> _Texto de origem_
Com o comprometimento da migração das cristas neurais durante o desenvolvimento embrionário, o processo de diferenciação é prejudicado, podendo resultar no lábio leporino.

No entanto, ressalta Passos-Bueno, essa variante sozinha não explica completamente a questão hereditária do lábio leporino. "Quando os dois alelos de CDH1 são afetados, o embrião morre. Já quando um alelo é normal e o outro mutado, há compatibilidade com a vida e, na maioria dos casos, não ocorre malformação. A esse fenômeno de hereditariedade se dá o nome de penetrância incompleta: existe a mutação genética, mas ela não é traduzida no fenótipo", explica Passos-Bueno.

Na busca pela peça que faltava para montar o quebra-cabeça, os pesquisadores passaram a investigar algum fator ambiental que pudesse contribuir com o processo de malformação.

"Dados da população com lábio leporino mostram que obesidade, diabetes e outras situações pró-inflamatórias, como infecção materna [episódios de febre durante a gestação], são fatores de risco para a criança nascer com fissuras. Mas precisávamos mostrar como essa relação se dava. Os resultados do nosso estudo mostraram que moléculas inflamatórias denominadas citocinas [secretadas por células do sistema imune] induzem uma hipermetilação do gene CDH1 [modificação bioquímica que altera o padrão de expressão do gene]", diz Passos-Bueno.

É o fenômeno que os cientistas chamam de epigenética, ou seja, modificações bioquímicas nas células ocasionadas por estímulos ambientais (no caso a inflamação) que promovem a ativação ou o silenciamento de genes sem provocar mudanças no genoma (mutações).

"O desafio do estudo foi mostrar essa relação entre genética e ambiente, ou seja, o fator que leva à metilação especificamente ou prioritariamente do gene CDH1 em uma gestante portadora da mutação hereditária que apresenta algum estágio de pró-inflamação durante a gestação", conta Lucas Alvizi, que na época da pesquisa era bolsista de pós-doutorado da FAPESP. Atualmente Alvizi é pesquisador na University College London.

Vale destacar que a metilação é uma modificação bioquímica que consiste na adição de um grupo metil à molécula do DNA por meio da ação de enzimas. Trata-se de um processo natural e necessário para o funcionamento do organismo, pelo qual a expressão dos genes é modulada. No entanto, quando esse processo se torna desregulado – como no caso da hipermetilação do CDH1 – pode causar disfunções nas células e contribuir para o desenvolvimento de doenças e malformações.

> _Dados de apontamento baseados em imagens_
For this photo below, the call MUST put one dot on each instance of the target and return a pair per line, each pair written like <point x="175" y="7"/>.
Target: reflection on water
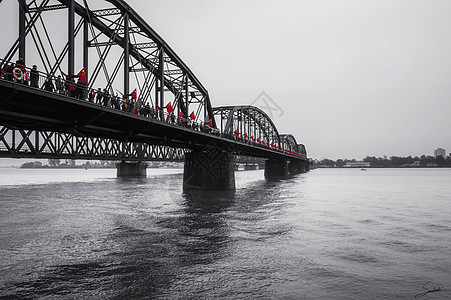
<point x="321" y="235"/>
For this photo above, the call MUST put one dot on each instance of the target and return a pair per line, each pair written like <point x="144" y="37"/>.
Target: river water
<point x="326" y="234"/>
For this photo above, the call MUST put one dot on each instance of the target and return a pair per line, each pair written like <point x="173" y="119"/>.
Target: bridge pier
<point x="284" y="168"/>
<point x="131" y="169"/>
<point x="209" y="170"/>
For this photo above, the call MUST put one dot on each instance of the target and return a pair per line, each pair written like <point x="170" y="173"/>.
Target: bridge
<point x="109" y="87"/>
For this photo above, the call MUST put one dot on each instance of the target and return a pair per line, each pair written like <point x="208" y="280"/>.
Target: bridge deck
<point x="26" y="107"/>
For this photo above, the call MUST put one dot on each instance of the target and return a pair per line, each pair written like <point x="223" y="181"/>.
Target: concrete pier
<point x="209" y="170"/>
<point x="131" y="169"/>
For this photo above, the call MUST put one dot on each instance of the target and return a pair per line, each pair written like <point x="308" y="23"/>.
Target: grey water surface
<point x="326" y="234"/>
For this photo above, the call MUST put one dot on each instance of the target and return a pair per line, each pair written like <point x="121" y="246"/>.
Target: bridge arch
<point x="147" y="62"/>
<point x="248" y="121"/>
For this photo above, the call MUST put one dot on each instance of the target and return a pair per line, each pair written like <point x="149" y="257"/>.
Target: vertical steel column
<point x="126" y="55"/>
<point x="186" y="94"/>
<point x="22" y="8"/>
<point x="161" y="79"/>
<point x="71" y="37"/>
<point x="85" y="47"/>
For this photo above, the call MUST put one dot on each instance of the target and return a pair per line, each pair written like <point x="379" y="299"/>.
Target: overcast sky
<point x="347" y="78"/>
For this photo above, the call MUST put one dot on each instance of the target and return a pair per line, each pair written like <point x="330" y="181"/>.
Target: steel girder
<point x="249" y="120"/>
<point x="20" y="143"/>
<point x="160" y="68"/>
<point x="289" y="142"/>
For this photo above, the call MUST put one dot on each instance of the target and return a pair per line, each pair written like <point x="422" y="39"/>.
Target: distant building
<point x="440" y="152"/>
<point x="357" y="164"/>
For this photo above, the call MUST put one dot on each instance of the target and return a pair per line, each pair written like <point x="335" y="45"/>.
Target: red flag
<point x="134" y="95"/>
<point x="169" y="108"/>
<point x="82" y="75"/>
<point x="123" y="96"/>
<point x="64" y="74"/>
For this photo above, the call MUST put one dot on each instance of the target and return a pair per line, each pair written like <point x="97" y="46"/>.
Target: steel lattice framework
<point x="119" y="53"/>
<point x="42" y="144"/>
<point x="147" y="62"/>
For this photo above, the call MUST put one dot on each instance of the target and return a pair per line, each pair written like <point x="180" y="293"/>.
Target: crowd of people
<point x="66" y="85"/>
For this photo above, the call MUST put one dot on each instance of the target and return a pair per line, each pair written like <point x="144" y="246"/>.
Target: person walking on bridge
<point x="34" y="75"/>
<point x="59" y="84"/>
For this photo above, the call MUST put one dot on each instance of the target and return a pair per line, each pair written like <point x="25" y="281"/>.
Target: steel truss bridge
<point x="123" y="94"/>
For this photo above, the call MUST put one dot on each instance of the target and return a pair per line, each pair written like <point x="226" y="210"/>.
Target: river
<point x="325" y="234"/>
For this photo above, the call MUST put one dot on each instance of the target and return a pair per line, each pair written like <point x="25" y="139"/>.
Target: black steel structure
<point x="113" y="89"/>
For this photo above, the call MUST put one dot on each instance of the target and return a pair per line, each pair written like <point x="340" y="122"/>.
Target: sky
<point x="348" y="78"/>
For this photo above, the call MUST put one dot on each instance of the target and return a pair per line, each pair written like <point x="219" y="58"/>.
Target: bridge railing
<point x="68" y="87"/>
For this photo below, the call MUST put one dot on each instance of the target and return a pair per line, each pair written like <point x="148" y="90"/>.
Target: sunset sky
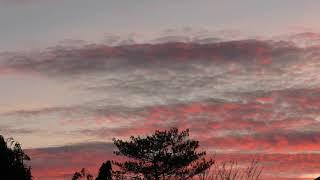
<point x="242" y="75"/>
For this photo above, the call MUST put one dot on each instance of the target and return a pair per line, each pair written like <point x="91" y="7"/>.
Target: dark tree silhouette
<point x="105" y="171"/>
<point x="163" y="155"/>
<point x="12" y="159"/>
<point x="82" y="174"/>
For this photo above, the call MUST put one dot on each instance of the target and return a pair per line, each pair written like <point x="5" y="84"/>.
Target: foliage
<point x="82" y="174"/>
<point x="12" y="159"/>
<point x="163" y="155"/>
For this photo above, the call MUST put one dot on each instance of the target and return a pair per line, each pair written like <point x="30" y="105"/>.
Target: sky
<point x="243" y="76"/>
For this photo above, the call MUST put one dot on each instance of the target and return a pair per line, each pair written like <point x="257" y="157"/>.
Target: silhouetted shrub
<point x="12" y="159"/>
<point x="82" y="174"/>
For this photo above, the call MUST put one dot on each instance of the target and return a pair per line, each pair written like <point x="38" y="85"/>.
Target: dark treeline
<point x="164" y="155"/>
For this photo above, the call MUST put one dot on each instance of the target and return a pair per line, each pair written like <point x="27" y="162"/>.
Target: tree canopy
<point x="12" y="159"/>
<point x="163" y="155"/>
...
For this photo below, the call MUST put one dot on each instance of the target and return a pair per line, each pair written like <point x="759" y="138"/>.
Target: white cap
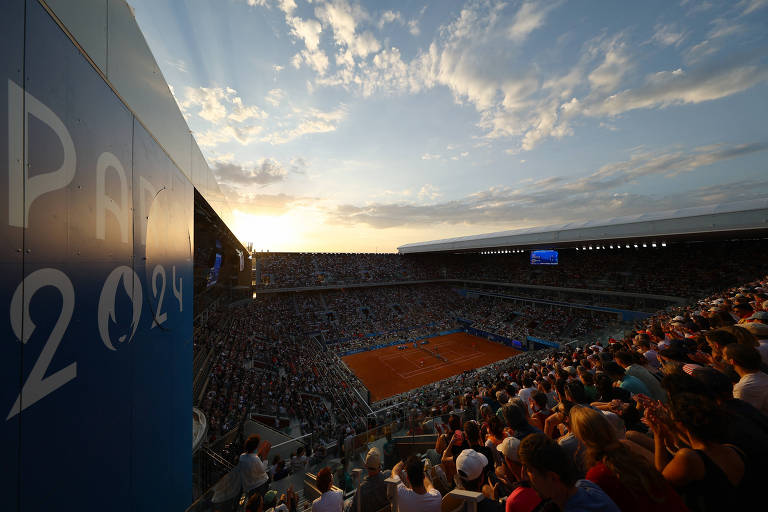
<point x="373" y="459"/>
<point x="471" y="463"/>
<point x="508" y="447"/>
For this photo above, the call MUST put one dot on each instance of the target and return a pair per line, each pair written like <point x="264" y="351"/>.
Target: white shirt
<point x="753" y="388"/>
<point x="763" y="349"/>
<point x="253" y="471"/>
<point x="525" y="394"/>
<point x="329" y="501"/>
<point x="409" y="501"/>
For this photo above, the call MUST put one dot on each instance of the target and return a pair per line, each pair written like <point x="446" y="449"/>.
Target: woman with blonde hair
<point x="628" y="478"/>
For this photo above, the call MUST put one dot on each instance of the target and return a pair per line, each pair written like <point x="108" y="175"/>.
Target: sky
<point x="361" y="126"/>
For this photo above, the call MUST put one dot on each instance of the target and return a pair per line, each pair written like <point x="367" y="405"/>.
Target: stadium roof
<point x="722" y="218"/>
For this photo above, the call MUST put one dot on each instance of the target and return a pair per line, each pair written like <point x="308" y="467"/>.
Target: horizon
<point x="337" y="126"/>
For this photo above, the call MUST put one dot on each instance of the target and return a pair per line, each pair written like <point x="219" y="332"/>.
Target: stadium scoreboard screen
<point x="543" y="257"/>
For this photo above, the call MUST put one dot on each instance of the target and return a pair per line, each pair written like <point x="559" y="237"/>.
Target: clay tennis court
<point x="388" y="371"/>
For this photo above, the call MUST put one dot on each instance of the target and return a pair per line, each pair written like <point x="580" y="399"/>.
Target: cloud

> _O que fazer_
Responda às perguntas a seguir com base no texto sobre o lábio leporino.
(a) Segundo o texto, o que acontece com o embrião quando os dois alelos de CDH1 são afetados?
(b) Que nome se dá ao fenômeno em que existe a mutação genética, mas ela não é traduzida no fenótipo?
(c) Onde Lucas Alvizi é pesquisador atualmente?

> _Resultado do exercício_
(a) O embrião morre.
(b) Penetrância incompleta.
(c) Na University College London.